## Provided text
═══

Breast and ovarian cancers dramatically impact the lives of affected women, but the underlying causes remain obscured. Thanks to Susan G. Komen for the Cure, one Lehigh professor’s research may help change that.

Robert Skibbens, associate professor of biological sciences, was recently named a recipient of a two-year research grant from Susan G. Komen for the Cure, one of the nation’s largest private funding sources focused on breast health and breast cancer. The organization funds research projects that have great potential to change the way breast cancer is diagnosed, treated, understood and survived.

“I am very excited that research in the department of biological sciences has been chosen for support by Susan G. Komen for the Cure, whose promise is ‘to save lives and end breast cancer forever,’” says Jeffrey Sands, professor and department chair. “It’s a strong testimony to the quality and significance of Bob Skibbens’ research program that his work using yeast has been chosen for funding by the premier foundation aimed at ending breast cancer.”

Prior to cell division, each chromosome is replicated to produce two identical sister chromatids. When the cell divides, each daughter cell receives one of the two sister chromatids to produce an exact genetic copy of the parent cell. Errors in chromosome segregation produce cells with an abnormal number of chromosomes—either too few or too many. Known as aneuploids, these abnormalities can result in cancerous cells.

Skibbens’ work focuses primarily on the process by which chromosomes become improperly segregated during cell division.

“Those mis-segregated chromosomes are hallmarks of tumorigenic cells,” says Skibbens, whose work on the grant began in September.

Skibbens’ lab studies the process by which sister chromatids are first paired together early in the cell cycle. His current research involves a newly discovered protein, Ctf7p, which is required to establish sister chromatid cohesion during DNA replication. This protein is needed to “glue” the two sister chromatids together. By using genetic and biochemical methods to identify other proteins that interact with Ctf7p, his lab gains insight into how new mutations result in improper pairing and random segregation to produce aneuploid cells.

═══

## Data section

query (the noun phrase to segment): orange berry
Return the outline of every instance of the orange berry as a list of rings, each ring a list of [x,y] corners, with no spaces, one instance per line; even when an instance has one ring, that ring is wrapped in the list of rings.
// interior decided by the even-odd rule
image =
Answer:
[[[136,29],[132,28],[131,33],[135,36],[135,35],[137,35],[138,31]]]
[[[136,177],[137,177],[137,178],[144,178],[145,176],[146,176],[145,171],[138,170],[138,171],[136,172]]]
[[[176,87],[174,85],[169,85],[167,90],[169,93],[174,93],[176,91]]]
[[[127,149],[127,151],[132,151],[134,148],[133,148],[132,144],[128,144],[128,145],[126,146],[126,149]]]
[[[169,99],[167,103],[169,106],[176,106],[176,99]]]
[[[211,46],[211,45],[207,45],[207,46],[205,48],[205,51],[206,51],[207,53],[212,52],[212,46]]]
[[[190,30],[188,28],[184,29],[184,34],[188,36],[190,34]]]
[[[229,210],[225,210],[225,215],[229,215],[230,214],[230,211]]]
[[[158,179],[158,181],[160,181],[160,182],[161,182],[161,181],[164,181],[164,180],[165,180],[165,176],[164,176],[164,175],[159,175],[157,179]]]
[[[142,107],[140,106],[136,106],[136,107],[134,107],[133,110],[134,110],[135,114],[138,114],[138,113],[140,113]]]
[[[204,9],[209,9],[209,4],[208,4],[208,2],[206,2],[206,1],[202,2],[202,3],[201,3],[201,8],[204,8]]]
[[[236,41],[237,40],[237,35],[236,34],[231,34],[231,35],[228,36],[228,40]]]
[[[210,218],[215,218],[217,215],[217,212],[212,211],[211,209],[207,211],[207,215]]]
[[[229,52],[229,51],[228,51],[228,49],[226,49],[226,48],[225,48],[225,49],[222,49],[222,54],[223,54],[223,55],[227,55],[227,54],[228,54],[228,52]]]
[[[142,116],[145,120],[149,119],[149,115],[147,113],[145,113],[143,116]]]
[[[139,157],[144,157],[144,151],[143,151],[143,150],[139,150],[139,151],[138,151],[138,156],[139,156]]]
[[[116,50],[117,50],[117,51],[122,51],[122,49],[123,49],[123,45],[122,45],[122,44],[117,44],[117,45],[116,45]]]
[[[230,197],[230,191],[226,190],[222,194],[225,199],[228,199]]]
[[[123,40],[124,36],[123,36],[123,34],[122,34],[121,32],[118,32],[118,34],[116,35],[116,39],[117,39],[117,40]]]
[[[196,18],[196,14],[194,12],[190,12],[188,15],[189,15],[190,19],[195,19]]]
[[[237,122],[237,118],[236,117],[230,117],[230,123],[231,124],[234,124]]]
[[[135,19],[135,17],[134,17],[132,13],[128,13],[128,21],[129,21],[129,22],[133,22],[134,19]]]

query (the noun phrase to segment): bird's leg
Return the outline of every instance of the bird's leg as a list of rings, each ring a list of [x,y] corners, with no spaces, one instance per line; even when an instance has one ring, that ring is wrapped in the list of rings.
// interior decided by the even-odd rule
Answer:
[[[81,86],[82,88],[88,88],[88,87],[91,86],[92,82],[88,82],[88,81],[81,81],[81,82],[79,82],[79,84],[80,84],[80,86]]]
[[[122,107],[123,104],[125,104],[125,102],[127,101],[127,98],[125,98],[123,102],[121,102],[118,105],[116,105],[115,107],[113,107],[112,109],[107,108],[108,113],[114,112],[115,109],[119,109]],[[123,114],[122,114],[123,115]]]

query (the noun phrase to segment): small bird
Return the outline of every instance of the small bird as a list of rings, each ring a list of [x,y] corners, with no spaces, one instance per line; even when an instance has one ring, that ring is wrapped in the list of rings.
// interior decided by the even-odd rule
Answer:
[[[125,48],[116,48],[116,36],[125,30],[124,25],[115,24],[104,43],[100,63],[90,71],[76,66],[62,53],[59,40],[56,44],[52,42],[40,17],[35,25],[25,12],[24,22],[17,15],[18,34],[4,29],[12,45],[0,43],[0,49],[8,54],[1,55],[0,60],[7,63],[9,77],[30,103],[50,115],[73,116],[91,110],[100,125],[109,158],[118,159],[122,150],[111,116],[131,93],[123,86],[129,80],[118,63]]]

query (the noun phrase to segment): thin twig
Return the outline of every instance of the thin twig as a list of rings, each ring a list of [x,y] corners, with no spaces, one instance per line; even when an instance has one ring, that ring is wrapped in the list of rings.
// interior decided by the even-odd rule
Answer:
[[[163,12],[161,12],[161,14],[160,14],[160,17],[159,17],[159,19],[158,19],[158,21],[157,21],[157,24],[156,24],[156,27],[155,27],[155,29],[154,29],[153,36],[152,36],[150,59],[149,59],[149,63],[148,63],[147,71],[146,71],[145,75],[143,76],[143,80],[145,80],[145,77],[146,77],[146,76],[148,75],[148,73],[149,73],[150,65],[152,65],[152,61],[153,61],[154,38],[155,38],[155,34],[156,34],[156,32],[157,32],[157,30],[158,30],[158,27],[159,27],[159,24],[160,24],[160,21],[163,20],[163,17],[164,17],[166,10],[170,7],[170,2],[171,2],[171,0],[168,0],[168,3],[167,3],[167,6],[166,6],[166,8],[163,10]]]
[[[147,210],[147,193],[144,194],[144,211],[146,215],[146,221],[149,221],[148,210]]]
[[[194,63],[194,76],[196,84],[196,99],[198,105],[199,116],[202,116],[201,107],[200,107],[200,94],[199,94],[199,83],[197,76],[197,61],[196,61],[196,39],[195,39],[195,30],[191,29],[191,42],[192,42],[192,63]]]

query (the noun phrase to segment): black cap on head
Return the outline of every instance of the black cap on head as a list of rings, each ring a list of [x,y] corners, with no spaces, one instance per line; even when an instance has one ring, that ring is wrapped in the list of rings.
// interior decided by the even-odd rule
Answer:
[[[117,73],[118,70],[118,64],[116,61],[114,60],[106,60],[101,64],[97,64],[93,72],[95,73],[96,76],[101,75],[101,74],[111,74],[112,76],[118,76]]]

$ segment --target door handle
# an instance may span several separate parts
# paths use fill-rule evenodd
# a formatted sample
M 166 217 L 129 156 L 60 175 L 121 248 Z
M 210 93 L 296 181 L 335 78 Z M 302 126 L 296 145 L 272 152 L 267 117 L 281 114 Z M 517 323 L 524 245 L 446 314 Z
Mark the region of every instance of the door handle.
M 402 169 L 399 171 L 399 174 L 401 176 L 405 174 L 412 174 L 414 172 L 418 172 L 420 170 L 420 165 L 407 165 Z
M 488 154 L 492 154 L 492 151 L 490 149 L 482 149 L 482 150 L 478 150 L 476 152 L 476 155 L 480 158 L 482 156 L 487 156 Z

═══

## Prompt A
Answer these questions using the article on Skibbens' grant:
(i) What term does it use for cells with too few or too many chromosomes?
(ii) Which protein is required to establish sister chromatid cohesion during DNA replication?
(iii) In what month did Skibbens' work on the grant begin?
## Prompt B
Continue the article on Skibbens' grant from its last sentence.

## Answer A
(i) Aneuploids
(ii) Ctf7p
(iii) September

## Answer B
“With this grant we are able to take a fairly new direction for the lab, but it’s predicated on work we’ve done in the past,” says Skibbens, whose students at both the graduate and undergraduate level will have the opportunity to contribute to the ongoing research.

“Bob has made several fundamental discoveries in the field of cell division biology. He has identified genes that are crucial for the fidelity of chromosome transmission and he has established a link between chromosome cohesion and cancer,” adds Sands. “The Komen grant will allow Bob to extend these studies in ways that may have a direct impact down the road on the treatment and prevention of breast and other types of cancer.”

His lab uses budding yeast as a model organism. Since the entire sequence is known and mutations are readily generated, yeast allows the Skibbens’ lab to understand how cohesion proteins interact in a cell system that can be quickly applied to studies in human cells.

“The proteins that drive the functions in yeast also drive them in human cells,” Skibbens says, noting that the opportunity to first gain answers from the yeast before moving to human cells was likely one of the areas of interest to the Komen Foundation.

“This really is basic science, driven from asking questions,” he adds. “But some of the answers here are much more clinically relevant. We’re, of course, very excited about it.”